The Early Believers — 2

This week we continue to explore the lessons learned by our first century sisters and brothers as they walked together, following Jesus Christ. We stand on the shoulders of that “great cloud of witnesses” (Hebrews 12:1).


Monday, June 24

Read: Acts 5:1-11

Consider: Wow! That’s not something you see every day! I’m not surprised that “great fear seized the whole church and all who heard about these events” (5:11). I can’t imagine how I would have reacted.

This is a puzzling story. God doesn’t deal with us in the same way. I’ve never heard of this happening from the time of Ananias and Sapphira until now. Yet it’s important for us to deal with Luke’s account of this strange event from the opening days of the church’s life together.

It appears that this was not an issue about how much was given to God. Peter was straightforward with Ananias concerning the property and the money from the sale of it. Peter said, “Didn't it belong to you before it was sold? And after it was sold, wasn't the money at your disposal?” (5:4).

There was no coercion to give. What Peter was pointing to was Ananias’ deceitfulness. Apparently, Ananias, “with his wife’s full knowledge…kept back part of the money for himself” (5:2) but presented himself as having given the full amount to God. Peter was dismayed. “How is it” he asked, “that Satan has so filled your heart that you have lied to the Holy Spirit?” (5:3). Sapphira was also trapped in the lie…

Peter asked her, “Tell me, is this the price you and Ananias got for the land?”
“Yes,” she said, “that is the price.”
Peter said to her, “How could you agree to test the Spirit of the Lord?”

I certainly don’t understand this event. But one thing seems to be apparent—Christ cannot build his church on duplicity. If the Body of Christ operates by presenting one image, and living another reality, the name of Christ is dishonored, and the world cannot see who Jesus really is.

The church is full of people like you and me—frail, prone to fall, and full of inconsistencies. Yet, inconsistencies are not the same thing as hypocrisy. The word Jesus used—hupokrités—was a term for an actor. It reminded people of the huge masks that were used in the Greek theatre productions. We will all deal with our inconsistencies, but we don’t have to wear self-righteous masks. We are all pilgrims on a journey to know Christ and to live up to our calling. We are nothing more than that and we must be nothing less.

When we are honest about our shortcomings, we free ourselves and the people around us. We take the attention off us and put it on Christ.

Pray: “Lord, I don’t want to be two people. I want to be one person—one person, honestly and authentically following Christ. May my shortcomings not be a discouragement to me, but may they simply remind me of my dependence on you. Thank you for always forgiving me and always encouraging me as I walk with you.”


Tuesday, June 25

Read: Luke 6:20-26

Consider: Sometimes people wonder why Jesus seemed to go so easy on obvious sinners, and yet seemed so harsh with religious people—people who, by outward appearances, were doing a pretty good job at living clean lives and following the rules. The answer is simple. Jesus hated hypocrisy. The sinner who was willing to admit his or her sinfulness—those who Jesus called “the poor in spirit” (Matthew 5:3)—were never rebuffed. They were always accepted and welcomed by Christ. But those who claimed to be without sin…well, that was another matter.
========================================
*TASKS TO CARRY OUT:*
**1)** Substitute "silver spoon" for "metal spoon" in the listing lines from the one containing "Place a marker on the metal" through the end of the listing, and write out those lines with nothing else changed.
**2)** Proceed with the devotional on the early believers, picking up right after its last sentence.

(Excerpts of location labeling data)
========================================
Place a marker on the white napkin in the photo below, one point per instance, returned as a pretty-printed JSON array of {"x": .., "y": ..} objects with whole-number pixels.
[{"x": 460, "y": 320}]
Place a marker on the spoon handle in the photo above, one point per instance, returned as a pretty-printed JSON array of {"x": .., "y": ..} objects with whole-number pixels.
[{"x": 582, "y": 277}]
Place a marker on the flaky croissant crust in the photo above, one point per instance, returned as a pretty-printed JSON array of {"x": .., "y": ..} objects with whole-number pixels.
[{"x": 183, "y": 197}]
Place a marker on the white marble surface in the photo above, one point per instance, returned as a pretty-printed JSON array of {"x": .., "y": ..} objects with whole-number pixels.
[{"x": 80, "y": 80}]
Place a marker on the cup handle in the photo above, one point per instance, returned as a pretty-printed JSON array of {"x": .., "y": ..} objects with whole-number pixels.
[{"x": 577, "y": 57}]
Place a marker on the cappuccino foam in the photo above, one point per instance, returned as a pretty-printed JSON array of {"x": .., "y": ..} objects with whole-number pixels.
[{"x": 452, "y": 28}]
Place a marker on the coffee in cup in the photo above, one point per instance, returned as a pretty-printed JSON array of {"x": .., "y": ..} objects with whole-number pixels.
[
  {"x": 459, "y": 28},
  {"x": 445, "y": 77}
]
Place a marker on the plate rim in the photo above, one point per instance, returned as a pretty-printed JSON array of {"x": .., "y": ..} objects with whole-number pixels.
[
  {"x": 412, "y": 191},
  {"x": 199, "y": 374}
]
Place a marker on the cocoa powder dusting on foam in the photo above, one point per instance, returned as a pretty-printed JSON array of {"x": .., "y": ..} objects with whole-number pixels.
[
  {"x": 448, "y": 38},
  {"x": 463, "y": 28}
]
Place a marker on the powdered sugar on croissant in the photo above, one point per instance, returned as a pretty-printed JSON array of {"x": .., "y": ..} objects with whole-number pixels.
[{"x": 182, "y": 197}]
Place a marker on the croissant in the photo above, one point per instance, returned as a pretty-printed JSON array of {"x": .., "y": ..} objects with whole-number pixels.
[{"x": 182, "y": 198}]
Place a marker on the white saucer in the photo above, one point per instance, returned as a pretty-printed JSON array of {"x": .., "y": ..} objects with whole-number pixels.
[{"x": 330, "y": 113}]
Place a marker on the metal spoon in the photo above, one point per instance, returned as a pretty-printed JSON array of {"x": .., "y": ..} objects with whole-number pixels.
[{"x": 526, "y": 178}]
========================================
*TASK-BY-TASK RESULTS:*
**1)**
Place a marker on the silver spoon in the photo above, one point per instance, returned as a pretty-printed JSON array of {"x": .., "y": ..} objects with whole-number pixels.
[{"x": 526, "y": 178}]

**2)**
Today you read the “blessings” and “woes” that Jesus gave in comparing the two groups. Luke’s account is brief. If you want to read the heavy-duty stuff, check out Matthew 23. It will blow your mind.

“Woe to you, teachers of the law and Pharisees, you hypocrites! You shut the kingdom of heaven in men's faces. You yourselves do not enter, nor will you let those enter who are trying to.” (23:13)

“Woe to you, teachers of the law and Pharisees, you hypocrites! You travel over land and sea to win a single convert, and when he becomes one, you make him twice as much a son of hell as you are.” (23:15)

“You blind fools!” (23:17)

“You blind guides!” (23:24)

“Woe to you, teachers of the law and Pharisees, you hypocrites! You clean the outside of the cup and dish, but inside they are full of greed and self-indulgence.” (23:25)

“You snakes! You brood of vipers! How will you escape being condemned to hell?” (23:33)

There’s more, but you get the idea. Now as frightening as those statements sound, they can also be comforting to us. You see, what Jesus was condemning was hypocrisy, not imperfection. Don’t lament the fact that on this earth you will never be perfect. God knows that about you and me. Rather, rejoice that when we are authentic before God and before one another, we are always forgiven. And authenticity is possible. I can’t be perfect. But I can be real.

The choice you and I must make is to be one of those who are quick to admit our own unrighteousness, quick to admit that we need God’s grace and forgiveness, and quick to admit our failures. When we keep it real—and really pursue God’s will in our lives—we are always recipients of grace. And then we find it easier to give grace to others.

Pray: “Thank you, Lord, for the constant flow of grace that you pour into my life. May I never take it for granted, as if I somehow deserved it. Help me to always see it for what it is—unearned, amazing grace from the One who loves me more than I can imagine.”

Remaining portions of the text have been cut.